▼▼▼
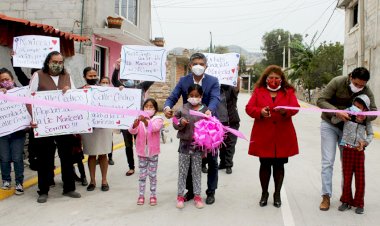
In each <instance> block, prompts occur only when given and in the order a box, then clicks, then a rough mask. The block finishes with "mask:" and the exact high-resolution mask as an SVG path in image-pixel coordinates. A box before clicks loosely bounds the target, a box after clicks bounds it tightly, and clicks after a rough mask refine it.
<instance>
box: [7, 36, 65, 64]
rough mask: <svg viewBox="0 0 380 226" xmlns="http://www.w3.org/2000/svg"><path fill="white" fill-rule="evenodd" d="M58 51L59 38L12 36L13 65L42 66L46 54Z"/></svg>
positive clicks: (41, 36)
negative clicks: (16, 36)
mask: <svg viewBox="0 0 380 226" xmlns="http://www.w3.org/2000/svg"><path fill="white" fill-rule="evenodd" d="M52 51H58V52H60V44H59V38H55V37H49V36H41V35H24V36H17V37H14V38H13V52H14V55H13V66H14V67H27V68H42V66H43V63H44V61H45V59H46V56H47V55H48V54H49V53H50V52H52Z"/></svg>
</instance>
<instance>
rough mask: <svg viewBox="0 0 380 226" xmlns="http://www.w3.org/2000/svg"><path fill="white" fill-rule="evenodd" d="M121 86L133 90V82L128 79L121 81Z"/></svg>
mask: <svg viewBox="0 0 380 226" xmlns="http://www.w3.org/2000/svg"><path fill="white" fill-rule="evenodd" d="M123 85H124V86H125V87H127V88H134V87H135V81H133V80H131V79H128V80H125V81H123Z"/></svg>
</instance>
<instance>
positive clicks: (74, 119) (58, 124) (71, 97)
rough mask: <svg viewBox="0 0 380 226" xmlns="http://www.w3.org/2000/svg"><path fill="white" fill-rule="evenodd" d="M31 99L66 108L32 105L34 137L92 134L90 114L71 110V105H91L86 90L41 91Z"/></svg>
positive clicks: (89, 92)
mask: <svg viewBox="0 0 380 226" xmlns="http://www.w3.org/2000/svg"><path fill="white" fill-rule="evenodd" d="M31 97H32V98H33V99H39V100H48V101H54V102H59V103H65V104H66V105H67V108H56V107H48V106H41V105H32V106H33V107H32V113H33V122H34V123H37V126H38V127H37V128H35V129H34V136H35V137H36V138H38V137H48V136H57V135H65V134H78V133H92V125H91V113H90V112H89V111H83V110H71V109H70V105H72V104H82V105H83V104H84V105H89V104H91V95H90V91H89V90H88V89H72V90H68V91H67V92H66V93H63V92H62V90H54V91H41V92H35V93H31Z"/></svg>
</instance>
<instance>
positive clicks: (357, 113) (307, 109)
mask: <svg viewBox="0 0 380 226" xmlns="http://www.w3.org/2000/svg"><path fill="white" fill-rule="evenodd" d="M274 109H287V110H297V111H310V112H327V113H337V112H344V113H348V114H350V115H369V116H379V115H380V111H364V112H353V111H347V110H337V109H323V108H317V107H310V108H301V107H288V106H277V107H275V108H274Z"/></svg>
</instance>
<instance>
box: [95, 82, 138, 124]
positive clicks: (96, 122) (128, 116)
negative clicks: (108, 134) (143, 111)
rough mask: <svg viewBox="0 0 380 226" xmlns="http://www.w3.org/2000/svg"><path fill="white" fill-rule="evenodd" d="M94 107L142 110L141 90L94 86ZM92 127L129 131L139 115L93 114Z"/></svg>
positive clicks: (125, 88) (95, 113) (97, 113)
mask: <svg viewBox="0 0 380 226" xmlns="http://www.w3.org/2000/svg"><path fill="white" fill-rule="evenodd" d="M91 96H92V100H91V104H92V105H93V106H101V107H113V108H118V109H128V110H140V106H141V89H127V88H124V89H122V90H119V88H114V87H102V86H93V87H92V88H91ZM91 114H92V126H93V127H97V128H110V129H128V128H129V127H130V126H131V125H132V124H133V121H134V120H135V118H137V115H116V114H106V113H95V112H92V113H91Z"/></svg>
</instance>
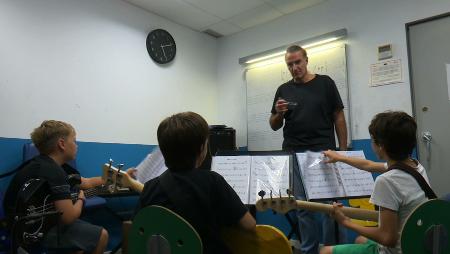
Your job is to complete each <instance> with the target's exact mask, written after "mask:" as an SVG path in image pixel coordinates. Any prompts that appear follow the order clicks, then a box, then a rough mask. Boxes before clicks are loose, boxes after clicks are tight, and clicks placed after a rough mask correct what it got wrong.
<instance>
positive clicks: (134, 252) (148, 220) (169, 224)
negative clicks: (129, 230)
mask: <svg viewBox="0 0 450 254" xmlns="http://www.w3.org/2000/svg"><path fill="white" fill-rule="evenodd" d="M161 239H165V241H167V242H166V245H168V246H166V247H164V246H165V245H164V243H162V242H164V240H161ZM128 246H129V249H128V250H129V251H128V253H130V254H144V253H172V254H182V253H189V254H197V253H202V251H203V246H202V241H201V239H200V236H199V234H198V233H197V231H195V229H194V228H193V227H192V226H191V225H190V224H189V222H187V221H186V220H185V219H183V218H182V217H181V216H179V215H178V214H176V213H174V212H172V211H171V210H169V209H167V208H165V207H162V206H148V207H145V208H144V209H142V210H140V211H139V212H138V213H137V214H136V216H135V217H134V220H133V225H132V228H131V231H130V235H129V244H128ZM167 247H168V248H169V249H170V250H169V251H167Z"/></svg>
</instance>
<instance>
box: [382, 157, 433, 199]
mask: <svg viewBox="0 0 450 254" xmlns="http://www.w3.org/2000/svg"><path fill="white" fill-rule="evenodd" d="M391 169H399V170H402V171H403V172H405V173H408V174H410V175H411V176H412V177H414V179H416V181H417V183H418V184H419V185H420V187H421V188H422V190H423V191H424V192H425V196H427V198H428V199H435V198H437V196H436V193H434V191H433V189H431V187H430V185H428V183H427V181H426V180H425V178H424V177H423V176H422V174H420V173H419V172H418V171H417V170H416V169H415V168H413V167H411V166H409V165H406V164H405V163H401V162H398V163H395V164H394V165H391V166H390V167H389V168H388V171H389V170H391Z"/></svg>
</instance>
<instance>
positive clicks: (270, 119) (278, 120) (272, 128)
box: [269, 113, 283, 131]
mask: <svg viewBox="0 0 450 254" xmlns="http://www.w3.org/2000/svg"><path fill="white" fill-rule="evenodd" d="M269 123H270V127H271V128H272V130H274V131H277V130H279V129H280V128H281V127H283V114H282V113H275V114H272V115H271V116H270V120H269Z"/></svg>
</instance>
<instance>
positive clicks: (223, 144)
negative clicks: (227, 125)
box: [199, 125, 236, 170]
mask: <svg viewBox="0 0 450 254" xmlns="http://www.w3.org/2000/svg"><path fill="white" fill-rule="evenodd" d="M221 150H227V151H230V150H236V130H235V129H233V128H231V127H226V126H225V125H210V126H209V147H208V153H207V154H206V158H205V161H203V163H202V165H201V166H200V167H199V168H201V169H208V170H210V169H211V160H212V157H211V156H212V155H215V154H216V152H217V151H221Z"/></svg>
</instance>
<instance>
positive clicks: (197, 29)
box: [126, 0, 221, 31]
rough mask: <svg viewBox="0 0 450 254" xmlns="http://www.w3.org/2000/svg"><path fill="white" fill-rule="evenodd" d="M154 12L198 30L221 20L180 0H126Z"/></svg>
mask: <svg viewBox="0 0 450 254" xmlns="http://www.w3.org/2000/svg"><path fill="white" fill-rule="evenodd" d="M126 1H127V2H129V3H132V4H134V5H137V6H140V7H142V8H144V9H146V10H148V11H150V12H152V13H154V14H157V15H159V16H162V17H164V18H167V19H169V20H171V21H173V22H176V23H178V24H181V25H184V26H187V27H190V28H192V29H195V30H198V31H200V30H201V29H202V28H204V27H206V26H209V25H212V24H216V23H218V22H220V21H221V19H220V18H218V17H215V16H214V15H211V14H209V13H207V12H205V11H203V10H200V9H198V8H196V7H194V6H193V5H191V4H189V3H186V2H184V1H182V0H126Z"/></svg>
▲▲▲
▼▼▼
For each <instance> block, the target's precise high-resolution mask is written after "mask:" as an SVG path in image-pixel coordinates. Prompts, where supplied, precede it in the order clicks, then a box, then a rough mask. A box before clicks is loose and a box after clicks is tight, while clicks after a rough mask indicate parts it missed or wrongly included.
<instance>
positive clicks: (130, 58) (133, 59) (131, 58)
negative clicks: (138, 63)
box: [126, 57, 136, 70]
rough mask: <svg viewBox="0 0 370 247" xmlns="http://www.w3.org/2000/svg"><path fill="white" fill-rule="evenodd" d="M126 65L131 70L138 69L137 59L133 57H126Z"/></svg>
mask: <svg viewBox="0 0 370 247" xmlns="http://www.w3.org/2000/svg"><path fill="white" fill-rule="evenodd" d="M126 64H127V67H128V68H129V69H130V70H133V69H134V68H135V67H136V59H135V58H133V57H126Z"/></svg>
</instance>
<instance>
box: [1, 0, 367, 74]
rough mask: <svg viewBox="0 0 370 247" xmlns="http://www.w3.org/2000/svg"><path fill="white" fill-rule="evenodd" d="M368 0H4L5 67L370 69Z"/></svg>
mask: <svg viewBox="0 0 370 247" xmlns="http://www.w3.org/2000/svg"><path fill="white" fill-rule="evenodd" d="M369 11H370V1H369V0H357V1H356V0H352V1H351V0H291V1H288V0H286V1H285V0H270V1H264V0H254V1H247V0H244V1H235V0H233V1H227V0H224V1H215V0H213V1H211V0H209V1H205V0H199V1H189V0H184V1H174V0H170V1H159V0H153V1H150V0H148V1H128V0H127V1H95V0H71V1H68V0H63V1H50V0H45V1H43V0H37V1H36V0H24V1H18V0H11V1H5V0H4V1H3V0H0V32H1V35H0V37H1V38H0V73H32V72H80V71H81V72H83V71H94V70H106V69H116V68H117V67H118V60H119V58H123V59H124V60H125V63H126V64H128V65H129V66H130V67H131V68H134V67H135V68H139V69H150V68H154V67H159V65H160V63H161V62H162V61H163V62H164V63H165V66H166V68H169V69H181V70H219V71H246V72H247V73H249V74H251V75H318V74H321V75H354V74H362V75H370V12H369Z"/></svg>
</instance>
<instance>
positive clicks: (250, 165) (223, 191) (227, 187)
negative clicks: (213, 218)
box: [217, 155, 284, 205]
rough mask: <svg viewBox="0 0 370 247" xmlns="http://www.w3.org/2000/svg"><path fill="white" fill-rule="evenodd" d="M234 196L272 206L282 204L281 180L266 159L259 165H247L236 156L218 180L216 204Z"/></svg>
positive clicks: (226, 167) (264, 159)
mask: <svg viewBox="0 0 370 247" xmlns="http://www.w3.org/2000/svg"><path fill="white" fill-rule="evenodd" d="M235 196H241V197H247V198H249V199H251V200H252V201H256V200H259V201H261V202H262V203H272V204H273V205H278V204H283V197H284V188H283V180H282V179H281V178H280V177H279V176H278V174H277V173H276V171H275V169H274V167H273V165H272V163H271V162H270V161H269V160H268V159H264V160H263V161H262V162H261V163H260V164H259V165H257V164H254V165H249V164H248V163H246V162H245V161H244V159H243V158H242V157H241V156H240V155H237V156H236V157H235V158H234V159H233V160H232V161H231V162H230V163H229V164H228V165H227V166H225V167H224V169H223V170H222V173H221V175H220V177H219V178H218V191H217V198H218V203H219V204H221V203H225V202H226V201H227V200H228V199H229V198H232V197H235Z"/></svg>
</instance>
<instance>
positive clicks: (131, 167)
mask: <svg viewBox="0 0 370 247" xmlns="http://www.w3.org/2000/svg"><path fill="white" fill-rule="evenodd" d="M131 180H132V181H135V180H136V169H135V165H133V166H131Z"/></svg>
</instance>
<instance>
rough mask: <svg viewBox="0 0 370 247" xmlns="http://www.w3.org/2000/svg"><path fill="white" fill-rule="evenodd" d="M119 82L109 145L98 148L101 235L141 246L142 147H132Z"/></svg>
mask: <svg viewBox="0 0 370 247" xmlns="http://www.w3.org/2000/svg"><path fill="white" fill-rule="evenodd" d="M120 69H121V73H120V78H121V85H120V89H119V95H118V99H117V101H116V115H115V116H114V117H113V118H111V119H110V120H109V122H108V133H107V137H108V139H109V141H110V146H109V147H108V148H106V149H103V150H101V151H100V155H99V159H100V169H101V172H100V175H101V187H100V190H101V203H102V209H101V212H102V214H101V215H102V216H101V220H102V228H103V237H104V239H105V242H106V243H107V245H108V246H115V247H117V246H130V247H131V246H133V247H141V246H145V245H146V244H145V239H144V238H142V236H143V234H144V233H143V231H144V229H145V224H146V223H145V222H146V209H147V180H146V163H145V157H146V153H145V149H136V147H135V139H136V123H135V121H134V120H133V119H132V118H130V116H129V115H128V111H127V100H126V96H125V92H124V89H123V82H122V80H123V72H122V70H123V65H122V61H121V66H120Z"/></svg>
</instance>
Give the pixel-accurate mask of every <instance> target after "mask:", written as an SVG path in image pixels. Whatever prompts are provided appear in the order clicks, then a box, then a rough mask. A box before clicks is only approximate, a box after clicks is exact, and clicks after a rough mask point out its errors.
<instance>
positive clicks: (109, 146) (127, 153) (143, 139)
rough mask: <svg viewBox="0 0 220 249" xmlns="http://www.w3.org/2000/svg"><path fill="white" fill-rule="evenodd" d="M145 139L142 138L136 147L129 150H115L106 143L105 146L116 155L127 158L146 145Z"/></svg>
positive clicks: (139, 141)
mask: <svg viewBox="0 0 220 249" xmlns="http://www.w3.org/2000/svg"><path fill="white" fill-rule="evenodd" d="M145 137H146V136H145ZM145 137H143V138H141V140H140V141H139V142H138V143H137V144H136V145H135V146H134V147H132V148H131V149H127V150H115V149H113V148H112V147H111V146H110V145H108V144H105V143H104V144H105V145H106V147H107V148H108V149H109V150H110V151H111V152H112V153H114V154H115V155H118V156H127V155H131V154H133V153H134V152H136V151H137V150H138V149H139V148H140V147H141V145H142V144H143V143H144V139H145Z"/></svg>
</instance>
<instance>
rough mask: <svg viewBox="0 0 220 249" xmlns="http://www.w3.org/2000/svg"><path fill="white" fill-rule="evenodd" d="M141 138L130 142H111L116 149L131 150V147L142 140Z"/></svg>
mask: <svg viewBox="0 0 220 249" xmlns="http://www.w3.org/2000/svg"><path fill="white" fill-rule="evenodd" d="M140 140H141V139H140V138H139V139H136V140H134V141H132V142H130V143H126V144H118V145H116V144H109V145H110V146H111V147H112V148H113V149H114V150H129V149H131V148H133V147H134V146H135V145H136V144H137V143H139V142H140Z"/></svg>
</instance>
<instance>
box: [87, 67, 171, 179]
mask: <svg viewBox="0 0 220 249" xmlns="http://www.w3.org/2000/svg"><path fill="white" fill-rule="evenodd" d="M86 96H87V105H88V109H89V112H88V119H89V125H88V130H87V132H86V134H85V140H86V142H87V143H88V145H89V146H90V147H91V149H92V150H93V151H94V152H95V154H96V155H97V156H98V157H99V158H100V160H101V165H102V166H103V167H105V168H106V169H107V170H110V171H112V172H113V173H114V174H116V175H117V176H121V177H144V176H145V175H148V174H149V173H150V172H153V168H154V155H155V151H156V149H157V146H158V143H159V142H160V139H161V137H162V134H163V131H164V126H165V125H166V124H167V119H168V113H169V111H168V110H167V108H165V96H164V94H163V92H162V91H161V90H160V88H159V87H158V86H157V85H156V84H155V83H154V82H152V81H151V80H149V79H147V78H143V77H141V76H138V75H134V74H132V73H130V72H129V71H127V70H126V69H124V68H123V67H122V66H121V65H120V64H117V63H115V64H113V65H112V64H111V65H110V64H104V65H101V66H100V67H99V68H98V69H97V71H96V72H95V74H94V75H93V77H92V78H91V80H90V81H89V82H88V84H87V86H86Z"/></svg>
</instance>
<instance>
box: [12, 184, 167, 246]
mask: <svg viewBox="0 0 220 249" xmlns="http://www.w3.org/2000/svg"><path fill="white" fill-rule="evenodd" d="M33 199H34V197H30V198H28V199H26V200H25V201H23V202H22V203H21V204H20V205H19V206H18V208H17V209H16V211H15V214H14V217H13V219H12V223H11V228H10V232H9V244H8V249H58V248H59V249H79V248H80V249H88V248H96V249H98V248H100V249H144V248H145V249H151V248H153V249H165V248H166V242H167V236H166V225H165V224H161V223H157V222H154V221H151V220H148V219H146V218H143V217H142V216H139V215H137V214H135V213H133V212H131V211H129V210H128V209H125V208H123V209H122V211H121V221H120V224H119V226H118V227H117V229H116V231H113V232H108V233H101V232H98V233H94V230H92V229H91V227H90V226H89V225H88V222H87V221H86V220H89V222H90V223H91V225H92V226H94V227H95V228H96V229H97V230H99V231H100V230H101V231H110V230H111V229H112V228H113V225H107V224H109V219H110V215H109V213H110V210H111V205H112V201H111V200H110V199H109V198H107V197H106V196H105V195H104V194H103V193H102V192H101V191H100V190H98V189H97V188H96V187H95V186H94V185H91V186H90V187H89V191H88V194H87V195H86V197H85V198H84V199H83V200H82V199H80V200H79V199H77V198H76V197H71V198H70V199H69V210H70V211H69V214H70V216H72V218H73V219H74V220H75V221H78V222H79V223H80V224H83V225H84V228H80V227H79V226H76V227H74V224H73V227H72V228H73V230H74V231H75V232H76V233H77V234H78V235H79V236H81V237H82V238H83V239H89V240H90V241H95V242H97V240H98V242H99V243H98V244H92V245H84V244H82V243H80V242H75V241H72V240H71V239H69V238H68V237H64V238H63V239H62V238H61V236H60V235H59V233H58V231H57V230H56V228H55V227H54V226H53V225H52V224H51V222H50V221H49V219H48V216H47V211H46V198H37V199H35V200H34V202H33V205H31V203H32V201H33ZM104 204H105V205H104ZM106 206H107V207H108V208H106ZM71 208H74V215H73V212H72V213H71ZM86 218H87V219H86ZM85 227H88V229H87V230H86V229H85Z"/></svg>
▲▲▲
▼▼▼
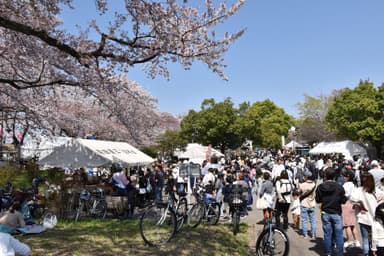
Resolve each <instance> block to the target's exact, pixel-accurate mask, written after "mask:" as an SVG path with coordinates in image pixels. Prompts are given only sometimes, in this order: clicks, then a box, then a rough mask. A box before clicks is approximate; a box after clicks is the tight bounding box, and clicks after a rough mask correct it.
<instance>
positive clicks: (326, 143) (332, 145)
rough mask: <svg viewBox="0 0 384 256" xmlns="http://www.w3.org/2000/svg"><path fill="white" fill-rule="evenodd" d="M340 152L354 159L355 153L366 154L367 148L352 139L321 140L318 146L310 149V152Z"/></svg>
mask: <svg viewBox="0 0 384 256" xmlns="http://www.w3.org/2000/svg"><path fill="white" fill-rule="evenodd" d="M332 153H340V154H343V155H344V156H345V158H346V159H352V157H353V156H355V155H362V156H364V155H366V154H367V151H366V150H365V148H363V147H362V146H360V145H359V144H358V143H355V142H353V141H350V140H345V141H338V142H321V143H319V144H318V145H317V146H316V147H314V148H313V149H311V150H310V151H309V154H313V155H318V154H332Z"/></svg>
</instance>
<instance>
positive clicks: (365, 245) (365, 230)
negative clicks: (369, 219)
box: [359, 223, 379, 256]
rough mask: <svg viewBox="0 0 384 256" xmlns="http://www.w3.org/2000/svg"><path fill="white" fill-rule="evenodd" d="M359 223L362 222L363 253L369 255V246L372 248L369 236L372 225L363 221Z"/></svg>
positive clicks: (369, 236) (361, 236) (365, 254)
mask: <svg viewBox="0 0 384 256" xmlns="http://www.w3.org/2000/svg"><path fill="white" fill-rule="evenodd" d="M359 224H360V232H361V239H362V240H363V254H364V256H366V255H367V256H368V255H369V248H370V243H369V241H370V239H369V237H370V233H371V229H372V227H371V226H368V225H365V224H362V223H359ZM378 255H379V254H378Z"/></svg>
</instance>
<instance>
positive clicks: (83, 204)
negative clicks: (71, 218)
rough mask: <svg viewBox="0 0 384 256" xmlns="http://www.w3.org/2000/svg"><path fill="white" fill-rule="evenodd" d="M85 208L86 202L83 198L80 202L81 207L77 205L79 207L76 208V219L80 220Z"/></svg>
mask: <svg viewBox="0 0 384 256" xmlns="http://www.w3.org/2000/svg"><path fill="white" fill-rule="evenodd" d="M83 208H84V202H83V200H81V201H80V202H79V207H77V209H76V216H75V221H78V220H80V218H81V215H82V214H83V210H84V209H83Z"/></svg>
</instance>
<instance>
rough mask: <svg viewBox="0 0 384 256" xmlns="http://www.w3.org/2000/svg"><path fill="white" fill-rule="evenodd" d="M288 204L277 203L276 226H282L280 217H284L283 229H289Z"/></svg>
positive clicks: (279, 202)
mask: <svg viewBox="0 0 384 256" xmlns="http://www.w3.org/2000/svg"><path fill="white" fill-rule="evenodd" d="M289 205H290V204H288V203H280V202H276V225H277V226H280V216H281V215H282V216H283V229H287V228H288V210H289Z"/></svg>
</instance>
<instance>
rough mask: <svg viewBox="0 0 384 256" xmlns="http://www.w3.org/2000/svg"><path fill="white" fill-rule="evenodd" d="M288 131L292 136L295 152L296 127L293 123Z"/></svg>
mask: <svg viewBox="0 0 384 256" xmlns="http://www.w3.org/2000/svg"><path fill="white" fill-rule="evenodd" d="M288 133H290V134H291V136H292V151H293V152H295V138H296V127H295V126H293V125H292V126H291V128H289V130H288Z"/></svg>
▲▲▲
Problem → Taking the entries above, write out exactly the lines starting with the line containing "In each <instance>" and going on through the line containing "box: [7, 36, 65, 64]", both included, and nothing else.

Solution →
In each <instance> block, prompts occur only when given and in the order a box, then clicks, then a rough mask. The block finishes with "mask:" and the exact high-resolution mask as an SVG path in image-pixel coordinates. A box before clicks loosely bounds the target, a box after clicks bounds it tightly, and clicks after a rough mask refine it.
<instance>
box: [7, 36, 65, 64]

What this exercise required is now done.